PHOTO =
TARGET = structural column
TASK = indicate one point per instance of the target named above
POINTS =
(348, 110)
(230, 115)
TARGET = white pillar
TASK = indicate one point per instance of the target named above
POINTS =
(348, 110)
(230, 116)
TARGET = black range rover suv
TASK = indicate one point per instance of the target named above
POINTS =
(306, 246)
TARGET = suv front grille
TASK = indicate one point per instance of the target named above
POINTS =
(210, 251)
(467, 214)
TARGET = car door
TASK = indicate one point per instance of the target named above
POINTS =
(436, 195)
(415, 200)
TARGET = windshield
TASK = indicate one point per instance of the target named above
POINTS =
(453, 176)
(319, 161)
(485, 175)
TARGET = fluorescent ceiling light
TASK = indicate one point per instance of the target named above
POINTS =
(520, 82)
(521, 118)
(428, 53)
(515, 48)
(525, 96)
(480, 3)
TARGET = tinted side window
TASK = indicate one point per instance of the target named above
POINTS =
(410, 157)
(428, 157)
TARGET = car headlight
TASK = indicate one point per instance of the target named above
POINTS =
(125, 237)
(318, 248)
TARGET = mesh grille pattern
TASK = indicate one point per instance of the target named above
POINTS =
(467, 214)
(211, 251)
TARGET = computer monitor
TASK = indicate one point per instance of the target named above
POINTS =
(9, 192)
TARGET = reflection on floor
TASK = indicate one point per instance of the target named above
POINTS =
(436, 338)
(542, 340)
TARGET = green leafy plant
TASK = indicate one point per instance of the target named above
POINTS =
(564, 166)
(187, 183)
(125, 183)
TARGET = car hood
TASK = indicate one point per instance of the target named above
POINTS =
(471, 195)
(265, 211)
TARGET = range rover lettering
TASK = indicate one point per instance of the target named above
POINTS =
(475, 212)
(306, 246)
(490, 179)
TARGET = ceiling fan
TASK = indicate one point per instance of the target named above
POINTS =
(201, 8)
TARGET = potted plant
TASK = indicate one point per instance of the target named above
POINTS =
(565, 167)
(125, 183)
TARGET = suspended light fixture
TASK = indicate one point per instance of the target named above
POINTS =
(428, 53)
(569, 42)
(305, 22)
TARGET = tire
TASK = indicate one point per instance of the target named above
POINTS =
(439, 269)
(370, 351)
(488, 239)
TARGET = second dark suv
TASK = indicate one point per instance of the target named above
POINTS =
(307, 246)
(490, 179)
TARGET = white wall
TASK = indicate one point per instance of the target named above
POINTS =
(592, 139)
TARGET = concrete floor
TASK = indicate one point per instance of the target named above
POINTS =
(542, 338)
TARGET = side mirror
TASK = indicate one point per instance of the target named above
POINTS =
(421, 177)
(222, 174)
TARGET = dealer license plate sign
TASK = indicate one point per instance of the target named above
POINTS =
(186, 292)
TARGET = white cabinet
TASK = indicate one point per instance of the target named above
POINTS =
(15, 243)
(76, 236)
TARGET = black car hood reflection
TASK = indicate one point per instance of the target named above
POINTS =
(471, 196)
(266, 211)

Challenge | Change every "indicate" in the records above to "mark" and give all the records again with nothing else altered.

The response |
PHOTO =
TARGET = structural column
TASK = mark one point per instance of the target named above
POINTS =
(348, 110)
(230, 115)
TARGET = white pillar
TASK = mark one point per instance of the target named above
POINTS =
(348, 110)
(230, 116)
TARGET = black range rover suv
TASK = mark one point per instance of the target named above
POINTS =
(306, 246)
TARGET = suv front grille
TASK = mark one point per instance of the target named above
POINTS =
(210, 251)
(467, 214)
TARGET = car door
TASK = mark one point per instance of the target named above
POINTS =
(436, 195)
(415, 200)
TARGET = windshield
TASK = mark one point per instance of the target named above
POINTS =
(453, 176)
(319, 161)
(485, 175)
TARGET = fluorescent ceiling light
TASK = mark one point per instance of the target named above
POINTS =
(520, 82)
(521, 118)
(428, 53)
(515, 48)
(525, 96)
(480, 3)
TARGET = tinted side window
TASK = mark one point per instance of the target named above
POINTS =
(410, 157)
(428, 157)
TARGET = car headlight
TASK = mark one point per instance of the target named above
POINTS =
(125, 237)
(318, 248)
TARGET = mesh grille pattern
TASK = mark one point per instance of the target named above
POINTS =
(467, 214)
(211, 251)
TARGET = computer monitor
TASK = mark one point per instance of the target named above
POINTS =
(9, 192)
TARGET = reflection on floor
TASK = mark one point per instance of the target named above
POINTS =
(436, 338)
(542, 340)
TARGET = green leafy plant
TASK = mark one point per instance of the target named above
POINTS =
(564, 166)
(187, 183)
(125, 183)
TARGET = car hood
TASK = mark one point per instance of the target named above
POINTS =
(471, 195)
(265, 211)
TARGET = range rover lettering
TASK = mark one point per instance of the target named above
POINTS =
(475, 212)
(306, 246)
(490, 179)
TARGET = ceiling fan
TASK = mark one point per instance of the target named above
POINTS =
(201, 8)
TARGET = potted plant
TASK = mark one point per instance of the target named above
POINTS =
(565, 167)
(125, 183)
TARGET = suspended light fixture
TASK = mark one point per instance of the target named above
POINTS =
(428, 53)
(569, 42)
(305, 22)
TARGET = tire
TASK = mark one point per instance of the target named above
POINTS =
(439, 269)
(370, 351)
(488, 239)
TARGET = second dark suv
TASK = mark one point per instance of the target named above
POINTS =
(307, 246)
(490, 179)
TARGET = white wall
TASK = mark one point per instance of the target named above
POINTS =
(592, 139)
TARGET = concrete floor
TASK = mark one point per instance of the target named above
POINTS =
(542, 338)
TARGET = side mirror
TASK = mark one point per instance of the target named above
POINTS =
(421, 177)
(222, 174)
TARGET = dealer license plate sign
TASK = mark one point per instance of the target named above
POINTS =
(186, 292)
TARGET = white cabinet
TASK = mark one point per instance of the target named above
POINTS =
(15, 243)
(76, 236)
TARGET = black car hood reflection
TASK = mark one point per instance of the target named above
POINTS =
(471, 196)
(266, 211)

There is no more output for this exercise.